* _Given task_
Please report every line in the material below that contains the word "grass", copying each such line in full.

Data listing
▶
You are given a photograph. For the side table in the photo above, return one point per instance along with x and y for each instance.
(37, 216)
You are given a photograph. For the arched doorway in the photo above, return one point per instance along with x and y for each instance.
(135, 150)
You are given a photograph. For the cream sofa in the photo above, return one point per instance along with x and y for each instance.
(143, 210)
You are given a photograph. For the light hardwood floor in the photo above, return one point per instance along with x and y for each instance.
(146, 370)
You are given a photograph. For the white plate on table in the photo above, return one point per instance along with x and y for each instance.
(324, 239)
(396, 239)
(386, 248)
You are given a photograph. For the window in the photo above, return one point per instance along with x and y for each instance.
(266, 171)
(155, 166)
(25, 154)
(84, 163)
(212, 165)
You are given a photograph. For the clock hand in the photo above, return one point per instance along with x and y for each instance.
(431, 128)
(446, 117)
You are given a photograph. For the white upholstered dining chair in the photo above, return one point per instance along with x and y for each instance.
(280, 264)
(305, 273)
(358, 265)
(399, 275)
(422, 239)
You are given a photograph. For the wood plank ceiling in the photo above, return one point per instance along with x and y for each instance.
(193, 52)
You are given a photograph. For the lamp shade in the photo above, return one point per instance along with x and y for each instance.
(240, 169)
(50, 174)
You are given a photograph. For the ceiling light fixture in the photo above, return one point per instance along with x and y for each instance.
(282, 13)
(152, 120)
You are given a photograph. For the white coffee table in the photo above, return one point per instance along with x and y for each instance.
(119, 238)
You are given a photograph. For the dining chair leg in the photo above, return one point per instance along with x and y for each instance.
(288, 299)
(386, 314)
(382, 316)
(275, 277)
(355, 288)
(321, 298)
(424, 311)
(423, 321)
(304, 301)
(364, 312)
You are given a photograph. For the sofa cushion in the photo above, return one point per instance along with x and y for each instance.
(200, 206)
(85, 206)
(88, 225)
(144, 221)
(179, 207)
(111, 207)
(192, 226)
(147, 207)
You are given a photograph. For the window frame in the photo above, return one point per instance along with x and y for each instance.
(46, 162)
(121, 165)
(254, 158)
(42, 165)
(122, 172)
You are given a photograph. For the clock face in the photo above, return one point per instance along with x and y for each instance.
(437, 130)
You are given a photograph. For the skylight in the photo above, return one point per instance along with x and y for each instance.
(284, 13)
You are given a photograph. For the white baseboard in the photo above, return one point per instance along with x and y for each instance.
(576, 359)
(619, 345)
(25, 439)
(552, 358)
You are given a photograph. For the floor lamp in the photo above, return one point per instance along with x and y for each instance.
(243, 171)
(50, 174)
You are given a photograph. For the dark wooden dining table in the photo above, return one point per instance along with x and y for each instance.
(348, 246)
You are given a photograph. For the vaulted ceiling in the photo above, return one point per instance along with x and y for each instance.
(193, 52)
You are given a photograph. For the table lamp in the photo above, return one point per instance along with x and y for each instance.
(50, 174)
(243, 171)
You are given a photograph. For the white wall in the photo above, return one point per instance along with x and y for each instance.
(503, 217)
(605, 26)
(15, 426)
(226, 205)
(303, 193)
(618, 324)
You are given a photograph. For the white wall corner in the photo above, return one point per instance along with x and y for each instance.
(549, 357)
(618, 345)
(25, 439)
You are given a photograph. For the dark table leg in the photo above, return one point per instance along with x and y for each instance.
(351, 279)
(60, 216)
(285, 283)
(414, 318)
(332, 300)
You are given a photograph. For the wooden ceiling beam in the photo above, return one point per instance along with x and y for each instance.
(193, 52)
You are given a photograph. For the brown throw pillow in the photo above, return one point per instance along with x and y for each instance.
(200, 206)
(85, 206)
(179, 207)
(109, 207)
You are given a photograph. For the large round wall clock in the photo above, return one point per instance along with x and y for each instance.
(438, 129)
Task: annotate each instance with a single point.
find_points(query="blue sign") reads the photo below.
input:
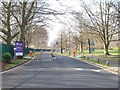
(19, 48)
(92, 43)
(92, 49)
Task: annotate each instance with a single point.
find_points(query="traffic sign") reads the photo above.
(92, 43)
(92, 49)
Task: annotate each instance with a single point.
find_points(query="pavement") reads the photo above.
(113, 63)
(59, 72)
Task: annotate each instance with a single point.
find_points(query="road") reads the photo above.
(60, 72)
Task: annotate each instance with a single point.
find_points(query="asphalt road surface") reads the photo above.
(59, 72)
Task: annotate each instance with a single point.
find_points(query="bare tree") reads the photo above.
(103, 22)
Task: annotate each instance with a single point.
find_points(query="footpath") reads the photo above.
(113, 69)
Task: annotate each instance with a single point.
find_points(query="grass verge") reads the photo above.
(14, 63)
(102, 63)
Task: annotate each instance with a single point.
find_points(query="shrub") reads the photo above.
(6, 57)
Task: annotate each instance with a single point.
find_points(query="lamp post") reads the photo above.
(69, 42)
(61, 44)
(14, 53)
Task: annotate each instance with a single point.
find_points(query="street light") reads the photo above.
(14, 53)
(61, 44)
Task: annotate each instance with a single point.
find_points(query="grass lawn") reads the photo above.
(18, 61)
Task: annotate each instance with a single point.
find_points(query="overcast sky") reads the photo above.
(70, 5)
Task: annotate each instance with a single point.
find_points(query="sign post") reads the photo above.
(19, 48)
(92, 49)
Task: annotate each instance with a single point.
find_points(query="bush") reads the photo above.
(6, 57)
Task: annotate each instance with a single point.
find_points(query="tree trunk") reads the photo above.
(81, 48)
(89, 45)
(106, 52)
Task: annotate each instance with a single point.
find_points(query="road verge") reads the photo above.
(114, 70)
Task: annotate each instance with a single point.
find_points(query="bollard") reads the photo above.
(98, 60)
(107, 63)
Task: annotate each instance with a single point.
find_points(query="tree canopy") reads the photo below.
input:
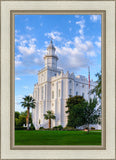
(49, 116)
(97, 89)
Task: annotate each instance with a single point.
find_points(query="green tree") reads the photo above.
(75, 110)
(91, 114)
(28, 102)
(49, 116)
(17, 114)
(97, 89)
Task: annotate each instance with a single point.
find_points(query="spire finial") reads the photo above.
(51, 40)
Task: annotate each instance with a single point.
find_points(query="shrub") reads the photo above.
(20, 128)
(55, 128)
(92, 128)
(32, 127)
(41, 128)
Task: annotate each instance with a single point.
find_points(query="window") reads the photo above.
(52, 94)
(83, 95)
(59, 92)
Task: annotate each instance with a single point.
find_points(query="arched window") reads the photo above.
(42, 93)
(76, 93)
(52, 94)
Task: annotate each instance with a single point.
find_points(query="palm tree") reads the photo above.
(49, 116)
(28, 102)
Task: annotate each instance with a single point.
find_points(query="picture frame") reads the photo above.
(8, 10)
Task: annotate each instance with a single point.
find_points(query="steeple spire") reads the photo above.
(51, 49)
(51, 58)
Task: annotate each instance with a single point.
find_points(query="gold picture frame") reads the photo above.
(9, 6)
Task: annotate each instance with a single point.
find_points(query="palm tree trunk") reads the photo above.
(49, 123)
(28, 118)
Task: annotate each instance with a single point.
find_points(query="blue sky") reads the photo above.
(77, 39)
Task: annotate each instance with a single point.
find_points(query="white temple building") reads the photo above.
(53, 89)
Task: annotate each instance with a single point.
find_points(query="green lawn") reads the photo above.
(23, 137)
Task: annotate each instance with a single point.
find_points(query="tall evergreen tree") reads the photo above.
(28, 102)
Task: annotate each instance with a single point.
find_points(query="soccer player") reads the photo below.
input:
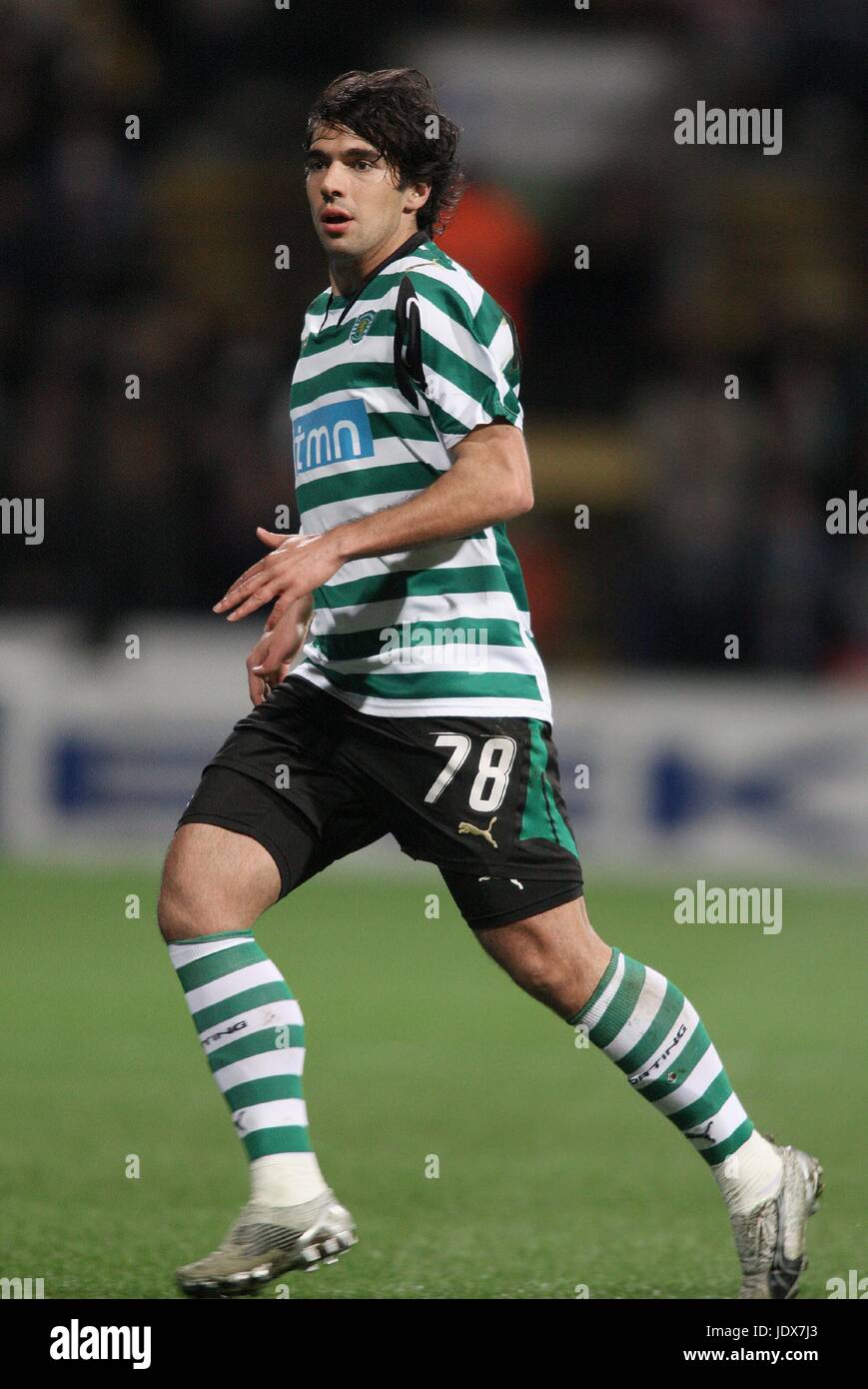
(420, 707)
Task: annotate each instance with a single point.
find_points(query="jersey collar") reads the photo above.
(345, 305)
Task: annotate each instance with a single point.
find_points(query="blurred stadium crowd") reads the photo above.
(155, 256)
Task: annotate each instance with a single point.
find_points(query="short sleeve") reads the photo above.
(469, 359)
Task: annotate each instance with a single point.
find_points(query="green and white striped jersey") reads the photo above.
(388, 381)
◀
* _The reply_
find_points(query="grass verge") reads the photo above.
find_points(query="grass lawn") reads the photo above.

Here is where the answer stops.